AIM OF THE TASK: Reproduce, character for character, the lines of the listing from the one containing "Draw the outline of every instance of the green" through the end of the listing.

Segmentation annotation listing:
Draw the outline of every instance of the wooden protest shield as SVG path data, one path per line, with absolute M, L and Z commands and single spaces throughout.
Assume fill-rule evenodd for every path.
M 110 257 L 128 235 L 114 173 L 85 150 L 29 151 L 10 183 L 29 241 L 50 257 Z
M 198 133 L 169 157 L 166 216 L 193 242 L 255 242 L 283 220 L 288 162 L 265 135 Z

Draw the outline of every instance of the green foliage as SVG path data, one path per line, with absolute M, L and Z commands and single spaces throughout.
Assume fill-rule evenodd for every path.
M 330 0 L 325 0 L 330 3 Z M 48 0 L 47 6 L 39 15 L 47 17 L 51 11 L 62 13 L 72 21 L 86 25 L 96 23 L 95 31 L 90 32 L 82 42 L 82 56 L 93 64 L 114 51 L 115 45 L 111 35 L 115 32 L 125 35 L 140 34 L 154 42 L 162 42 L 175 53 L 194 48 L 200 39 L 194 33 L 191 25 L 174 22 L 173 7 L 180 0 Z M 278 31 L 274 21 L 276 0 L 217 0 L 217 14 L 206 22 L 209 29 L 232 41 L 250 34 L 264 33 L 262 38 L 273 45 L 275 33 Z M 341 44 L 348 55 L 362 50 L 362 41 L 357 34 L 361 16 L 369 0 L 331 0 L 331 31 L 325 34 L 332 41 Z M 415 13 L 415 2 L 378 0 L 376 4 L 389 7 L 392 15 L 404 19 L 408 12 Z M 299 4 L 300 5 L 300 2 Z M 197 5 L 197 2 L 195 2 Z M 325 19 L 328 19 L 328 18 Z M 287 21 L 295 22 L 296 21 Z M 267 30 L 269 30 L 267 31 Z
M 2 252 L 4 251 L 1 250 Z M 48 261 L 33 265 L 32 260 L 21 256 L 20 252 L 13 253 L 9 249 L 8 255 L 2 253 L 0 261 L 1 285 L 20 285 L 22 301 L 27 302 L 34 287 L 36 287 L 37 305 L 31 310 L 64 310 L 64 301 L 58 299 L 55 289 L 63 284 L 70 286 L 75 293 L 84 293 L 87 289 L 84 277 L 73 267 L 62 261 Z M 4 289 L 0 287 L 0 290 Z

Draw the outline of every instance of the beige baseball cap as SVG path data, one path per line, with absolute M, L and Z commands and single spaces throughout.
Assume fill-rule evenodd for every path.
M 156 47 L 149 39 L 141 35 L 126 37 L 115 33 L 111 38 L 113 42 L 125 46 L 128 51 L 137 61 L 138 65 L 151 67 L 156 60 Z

FINAL RESULT:
Draw the outline of every instance of the green foliage as SVG path data, one path per line, with absolute M, L and Z commands and single spaces throughout.
Assume fill-rule evenodd for every path.
M 330 0 L 325 0 L 330 3 Z M 48 0 L 47 6 L 39 15 L 47 17 L 51 11 L 62 13 L 72 21 L 86 25 L 96 23 L 95 31 L 90 32 L 82 42 L 82 56 L 93 64 L 114 51 L 115 45 L 111 35 L 115 32 L 125 35 L 140 34 L 154 42 L 162 42 L 175 53 L 194 48 L 200 39 L 194 33 L 191 25 L 174 22 L 173 7 L 180 0 Z M 278 31 L 274 21 L 276 0 L 217 0 L 217 14 L 206 22 L 209 29 L 232 41 L 250 34 L 264 33 L 262 38 L 273 45 L 275 33 Z M 341 44 L 348 55 L 362 50 L 362 41 L 357 34 L 361 16 L 369 0 L 331 0 L 331 31 L 325 34 L 332 41 Z M 415 13 L 415 2 L 378 0 L 376 4 L 389 7 L 392 15 L 404 19 L 408 12 Z M 299 4 L 300 5 L 300 2 Z M 197 5 L 197 2 L 195 2 Z M 325 19 L 328 19 L 328 18 Z M 287 21 L 295 22 L 296 21 Z M 267 30 L 269 30 L 267 31 Z
M 2 252 L 4 251 L 1 250 Z M 48 261 L 33 265 L 32 260 L 21 256 L 20 252 L 13 253 L 9 249 L 8 255 L 2 253 L 0 261 L 1 285 L 20 285 L 22 301 L 27 302 L 34 287 L 36 287 L 37 305 L 31 310 L 64 310 L 64 301 L 58 299 L 55 289 L 63 284 L 70 286 L 75 293 L 84 293 L 87 289 L 84 277 L 73 267 L 62 261 Z M 4 289 L 0 287 L 0 290 Z

Draw the outline of every instance of the beige baseball cap as SVG path data, one path per line, with absolute M, L and Z commands and single spaces throughout.
Assume fill-rule evenodd for every path.
M 156 47 L 149 39 L 141 35 L 126 37 L 115 33 L 111 38 L 113 42 L 125 46 L 128 51 L 137 61 L 138 65 L 151 67 L 156 60 Z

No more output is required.